Task statement: Reproduce the material verbatim from the line containing "If any dense" to the line containing "[0,699,122,729]", including both of those lines.

· · ·

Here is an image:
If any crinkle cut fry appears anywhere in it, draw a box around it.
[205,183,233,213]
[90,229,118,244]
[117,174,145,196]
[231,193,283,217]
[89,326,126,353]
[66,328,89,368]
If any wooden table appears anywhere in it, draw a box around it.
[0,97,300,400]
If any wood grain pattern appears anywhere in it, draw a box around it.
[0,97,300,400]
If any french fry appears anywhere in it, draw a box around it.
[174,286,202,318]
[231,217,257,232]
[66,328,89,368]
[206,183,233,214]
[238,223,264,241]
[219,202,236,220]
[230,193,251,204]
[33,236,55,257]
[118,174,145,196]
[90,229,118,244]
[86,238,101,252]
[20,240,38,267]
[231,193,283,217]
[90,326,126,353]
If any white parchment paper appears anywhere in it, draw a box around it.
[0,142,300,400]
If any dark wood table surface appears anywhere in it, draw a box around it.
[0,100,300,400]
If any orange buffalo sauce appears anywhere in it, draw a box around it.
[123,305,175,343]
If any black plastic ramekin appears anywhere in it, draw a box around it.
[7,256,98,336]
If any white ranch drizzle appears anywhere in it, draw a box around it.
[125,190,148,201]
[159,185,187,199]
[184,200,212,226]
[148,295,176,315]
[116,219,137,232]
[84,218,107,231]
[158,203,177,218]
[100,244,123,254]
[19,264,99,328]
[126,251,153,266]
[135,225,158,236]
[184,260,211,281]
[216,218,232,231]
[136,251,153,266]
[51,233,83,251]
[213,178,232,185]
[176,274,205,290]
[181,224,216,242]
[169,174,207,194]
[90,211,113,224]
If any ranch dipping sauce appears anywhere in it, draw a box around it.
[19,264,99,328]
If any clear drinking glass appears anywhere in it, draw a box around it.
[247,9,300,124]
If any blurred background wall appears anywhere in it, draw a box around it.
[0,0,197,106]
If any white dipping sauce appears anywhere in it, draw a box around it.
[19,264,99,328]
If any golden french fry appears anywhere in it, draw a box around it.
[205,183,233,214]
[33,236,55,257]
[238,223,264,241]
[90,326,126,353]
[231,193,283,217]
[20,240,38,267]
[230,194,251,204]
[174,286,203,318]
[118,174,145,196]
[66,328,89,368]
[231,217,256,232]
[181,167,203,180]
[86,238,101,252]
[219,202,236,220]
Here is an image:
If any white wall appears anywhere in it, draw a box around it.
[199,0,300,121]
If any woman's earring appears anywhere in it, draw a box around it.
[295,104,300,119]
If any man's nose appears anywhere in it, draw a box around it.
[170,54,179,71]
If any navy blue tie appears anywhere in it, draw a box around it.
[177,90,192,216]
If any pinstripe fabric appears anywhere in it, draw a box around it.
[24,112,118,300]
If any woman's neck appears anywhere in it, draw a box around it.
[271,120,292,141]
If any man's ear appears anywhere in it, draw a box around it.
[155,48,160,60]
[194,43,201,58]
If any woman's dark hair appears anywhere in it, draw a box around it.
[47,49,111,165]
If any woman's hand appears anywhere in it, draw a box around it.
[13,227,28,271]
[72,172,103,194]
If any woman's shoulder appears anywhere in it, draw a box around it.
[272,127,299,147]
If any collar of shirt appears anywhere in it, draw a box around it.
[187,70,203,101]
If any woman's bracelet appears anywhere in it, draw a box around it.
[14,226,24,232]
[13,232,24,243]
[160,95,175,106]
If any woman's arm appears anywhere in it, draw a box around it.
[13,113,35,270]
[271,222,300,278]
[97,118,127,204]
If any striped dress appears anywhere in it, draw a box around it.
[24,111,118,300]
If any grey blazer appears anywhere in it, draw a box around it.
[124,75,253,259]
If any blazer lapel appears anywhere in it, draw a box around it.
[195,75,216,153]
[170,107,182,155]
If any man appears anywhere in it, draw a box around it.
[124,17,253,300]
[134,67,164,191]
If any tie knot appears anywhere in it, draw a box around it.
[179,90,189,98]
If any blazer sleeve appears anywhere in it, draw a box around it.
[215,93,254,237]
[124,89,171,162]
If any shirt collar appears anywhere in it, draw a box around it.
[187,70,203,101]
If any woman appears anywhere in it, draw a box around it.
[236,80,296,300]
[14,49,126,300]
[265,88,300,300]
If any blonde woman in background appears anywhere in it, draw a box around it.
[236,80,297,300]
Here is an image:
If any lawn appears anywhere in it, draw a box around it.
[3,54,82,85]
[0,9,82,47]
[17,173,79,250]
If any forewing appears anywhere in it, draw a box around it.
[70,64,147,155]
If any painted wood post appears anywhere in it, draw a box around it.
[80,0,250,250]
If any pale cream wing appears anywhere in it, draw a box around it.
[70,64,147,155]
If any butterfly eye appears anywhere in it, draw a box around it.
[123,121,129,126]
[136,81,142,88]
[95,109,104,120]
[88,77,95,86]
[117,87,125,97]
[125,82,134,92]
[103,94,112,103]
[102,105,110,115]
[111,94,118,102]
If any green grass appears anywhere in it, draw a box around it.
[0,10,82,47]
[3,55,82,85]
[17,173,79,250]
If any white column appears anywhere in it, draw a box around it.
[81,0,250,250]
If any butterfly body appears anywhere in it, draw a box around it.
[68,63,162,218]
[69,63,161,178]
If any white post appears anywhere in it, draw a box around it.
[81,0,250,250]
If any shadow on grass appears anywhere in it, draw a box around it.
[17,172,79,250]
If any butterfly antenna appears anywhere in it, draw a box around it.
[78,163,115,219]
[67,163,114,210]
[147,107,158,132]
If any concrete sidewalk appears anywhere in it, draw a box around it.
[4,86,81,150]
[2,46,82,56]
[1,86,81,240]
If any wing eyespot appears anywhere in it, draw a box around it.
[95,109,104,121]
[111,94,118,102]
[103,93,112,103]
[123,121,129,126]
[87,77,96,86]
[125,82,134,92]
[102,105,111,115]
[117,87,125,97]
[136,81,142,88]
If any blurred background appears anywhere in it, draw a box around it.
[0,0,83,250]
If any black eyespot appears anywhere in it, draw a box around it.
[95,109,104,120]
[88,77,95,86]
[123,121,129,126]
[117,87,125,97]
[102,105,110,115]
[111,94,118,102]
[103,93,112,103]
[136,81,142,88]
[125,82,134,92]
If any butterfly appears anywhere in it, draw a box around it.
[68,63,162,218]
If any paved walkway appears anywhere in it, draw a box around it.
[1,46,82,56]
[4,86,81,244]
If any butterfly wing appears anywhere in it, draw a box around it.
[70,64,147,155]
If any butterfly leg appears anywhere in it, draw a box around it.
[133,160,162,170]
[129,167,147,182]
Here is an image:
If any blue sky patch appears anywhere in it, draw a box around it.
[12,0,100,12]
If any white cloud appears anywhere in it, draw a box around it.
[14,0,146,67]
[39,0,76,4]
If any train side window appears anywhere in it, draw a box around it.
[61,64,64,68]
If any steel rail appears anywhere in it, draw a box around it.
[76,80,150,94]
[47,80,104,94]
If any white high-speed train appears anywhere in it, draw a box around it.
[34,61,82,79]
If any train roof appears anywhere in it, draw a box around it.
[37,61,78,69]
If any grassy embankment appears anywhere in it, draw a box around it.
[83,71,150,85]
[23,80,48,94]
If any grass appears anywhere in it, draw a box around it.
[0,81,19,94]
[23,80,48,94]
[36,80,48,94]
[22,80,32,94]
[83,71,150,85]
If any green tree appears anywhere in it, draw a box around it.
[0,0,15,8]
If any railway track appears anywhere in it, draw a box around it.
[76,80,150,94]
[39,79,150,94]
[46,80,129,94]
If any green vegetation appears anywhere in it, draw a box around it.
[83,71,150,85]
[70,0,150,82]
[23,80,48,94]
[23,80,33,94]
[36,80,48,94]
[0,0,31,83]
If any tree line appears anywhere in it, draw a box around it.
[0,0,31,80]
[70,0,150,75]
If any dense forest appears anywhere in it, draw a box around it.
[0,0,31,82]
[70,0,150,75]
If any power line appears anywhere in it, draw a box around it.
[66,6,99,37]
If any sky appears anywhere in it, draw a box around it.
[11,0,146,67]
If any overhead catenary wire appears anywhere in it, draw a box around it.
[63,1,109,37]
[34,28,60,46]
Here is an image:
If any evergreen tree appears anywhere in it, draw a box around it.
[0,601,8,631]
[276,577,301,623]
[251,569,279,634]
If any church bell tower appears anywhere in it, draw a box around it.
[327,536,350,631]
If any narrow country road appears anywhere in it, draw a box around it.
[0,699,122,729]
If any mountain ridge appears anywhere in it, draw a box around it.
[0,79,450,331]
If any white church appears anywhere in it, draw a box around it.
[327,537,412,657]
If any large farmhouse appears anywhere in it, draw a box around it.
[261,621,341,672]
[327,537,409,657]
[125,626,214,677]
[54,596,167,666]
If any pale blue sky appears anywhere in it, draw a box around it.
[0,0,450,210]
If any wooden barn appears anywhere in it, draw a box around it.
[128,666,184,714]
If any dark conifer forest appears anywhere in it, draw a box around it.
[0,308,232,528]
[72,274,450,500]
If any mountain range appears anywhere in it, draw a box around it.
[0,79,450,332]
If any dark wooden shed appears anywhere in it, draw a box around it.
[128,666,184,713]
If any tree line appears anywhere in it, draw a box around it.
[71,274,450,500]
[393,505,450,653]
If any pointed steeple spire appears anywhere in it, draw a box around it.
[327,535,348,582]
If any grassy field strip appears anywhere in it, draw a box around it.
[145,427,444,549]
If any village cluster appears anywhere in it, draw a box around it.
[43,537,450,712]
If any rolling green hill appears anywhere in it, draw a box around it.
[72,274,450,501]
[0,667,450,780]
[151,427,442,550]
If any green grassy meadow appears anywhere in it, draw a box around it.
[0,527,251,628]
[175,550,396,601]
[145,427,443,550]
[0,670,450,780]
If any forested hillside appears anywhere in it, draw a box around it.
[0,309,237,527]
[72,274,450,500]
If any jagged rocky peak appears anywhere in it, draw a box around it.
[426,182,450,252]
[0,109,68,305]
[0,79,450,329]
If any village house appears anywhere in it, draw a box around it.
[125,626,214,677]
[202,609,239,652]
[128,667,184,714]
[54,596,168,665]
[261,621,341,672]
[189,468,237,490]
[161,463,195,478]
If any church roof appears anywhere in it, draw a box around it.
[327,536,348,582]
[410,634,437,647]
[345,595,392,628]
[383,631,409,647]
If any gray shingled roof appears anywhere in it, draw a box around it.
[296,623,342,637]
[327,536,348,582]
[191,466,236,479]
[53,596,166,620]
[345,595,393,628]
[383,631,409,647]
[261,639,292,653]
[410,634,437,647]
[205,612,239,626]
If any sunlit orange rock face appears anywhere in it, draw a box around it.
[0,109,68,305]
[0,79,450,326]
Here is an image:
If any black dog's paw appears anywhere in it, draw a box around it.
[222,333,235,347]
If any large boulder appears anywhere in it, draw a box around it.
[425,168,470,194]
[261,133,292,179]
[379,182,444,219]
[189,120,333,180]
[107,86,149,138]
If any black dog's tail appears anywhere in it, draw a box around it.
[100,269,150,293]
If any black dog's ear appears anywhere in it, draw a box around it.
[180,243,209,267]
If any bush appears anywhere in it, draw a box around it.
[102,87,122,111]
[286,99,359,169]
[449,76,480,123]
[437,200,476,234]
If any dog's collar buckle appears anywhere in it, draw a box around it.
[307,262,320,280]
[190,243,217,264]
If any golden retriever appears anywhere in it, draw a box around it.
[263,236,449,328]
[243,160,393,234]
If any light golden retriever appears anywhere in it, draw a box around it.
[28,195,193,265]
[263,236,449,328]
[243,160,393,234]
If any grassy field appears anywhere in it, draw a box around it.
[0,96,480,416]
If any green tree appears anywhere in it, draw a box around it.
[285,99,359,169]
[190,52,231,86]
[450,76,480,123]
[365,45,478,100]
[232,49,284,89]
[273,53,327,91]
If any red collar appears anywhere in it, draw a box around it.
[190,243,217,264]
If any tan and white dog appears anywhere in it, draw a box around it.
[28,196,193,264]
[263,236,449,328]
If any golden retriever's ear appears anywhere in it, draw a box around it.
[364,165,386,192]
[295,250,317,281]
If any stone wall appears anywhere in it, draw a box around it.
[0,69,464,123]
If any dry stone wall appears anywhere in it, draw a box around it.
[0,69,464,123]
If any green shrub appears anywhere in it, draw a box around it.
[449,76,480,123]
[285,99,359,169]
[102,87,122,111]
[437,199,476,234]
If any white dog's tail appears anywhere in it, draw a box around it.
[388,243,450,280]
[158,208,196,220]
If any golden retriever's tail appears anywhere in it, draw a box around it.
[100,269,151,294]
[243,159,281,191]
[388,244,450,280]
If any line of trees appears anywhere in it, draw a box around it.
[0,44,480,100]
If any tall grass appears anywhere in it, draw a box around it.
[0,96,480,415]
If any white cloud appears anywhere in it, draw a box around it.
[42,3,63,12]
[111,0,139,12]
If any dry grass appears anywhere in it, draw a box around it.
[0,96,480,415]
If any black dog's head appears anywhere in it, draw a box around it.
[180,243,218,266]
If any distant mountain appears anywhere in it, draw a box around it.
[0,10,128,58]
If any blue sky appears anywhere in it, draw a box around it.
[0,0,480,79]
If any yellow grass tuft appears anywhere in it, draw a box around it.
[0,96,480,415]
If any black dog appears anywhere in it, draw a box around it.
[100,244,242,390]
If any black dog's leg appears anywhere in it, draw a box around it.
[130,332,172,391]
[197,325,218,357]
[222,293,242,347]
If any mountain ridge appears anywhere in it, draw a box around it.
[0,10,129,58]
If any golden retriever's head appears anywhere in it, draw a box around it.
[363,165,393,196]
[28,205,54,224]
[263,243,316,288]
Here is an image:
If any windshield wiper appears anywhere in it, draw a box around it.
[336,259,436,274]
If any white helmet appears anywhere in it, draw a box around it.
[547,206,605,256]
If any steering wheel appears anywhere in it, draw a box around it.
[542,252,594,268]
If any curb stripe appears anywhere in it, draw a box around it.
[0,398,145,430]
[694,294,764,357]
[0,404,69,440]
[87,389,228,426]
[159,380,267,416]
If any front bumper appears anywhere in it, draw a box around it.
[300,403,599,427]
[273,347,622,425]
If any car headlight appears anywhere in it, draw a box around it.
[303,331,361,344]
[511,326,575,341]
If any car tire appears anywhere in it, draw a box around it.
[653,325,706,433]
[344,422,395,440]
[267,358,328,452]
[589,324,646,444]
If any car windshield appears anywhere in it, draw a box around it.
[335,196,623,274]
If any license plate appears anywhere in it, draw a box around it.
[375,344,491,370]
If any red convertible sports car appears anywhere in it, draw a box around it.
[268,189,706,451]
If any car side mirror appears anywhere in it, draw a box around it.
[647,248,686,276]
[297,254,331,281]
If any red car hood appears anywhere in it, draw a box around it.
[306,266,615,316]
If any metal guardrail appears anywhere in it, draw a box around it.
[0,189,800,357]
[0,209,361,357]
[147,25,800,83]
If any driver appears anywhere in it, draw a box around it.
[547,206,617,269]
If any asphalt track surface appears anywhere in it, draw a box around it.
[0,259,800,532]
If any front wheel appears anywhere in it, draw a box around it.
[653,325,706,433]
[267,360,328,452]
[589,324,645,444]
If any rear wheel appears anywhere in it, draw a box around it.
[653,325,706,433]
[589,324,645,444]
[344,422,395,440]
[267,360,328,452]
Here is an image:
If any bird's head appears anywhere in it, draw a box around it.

· · ·

Exercise answer:
If any dense forest appears anywhere in it, draw a box around it.
[0,0,31,82]
[70,0,150,75]
If any power line appears anywhere in it, draw a box around it.
[66,6,99,37]
If any sky appears anywhere in it, draw a box around it.
[11,0,146,67]
If any overhead catenary wire appears anywhere in it, draw a box around it.
[63,1,109,37]
[34,28,60,46]
Here is an image:
If any evergreen tree appears anywhere in it, draw a box around it.
[0,601,8,631]
[276,577,301,623]
[251,569,279,634]
If any church bell tower appears anywhere in it, draw a box around it.
[327,536,350,631]
If any narrow country road appears anywhere in it, draw a box around it.
[0,699,122,729]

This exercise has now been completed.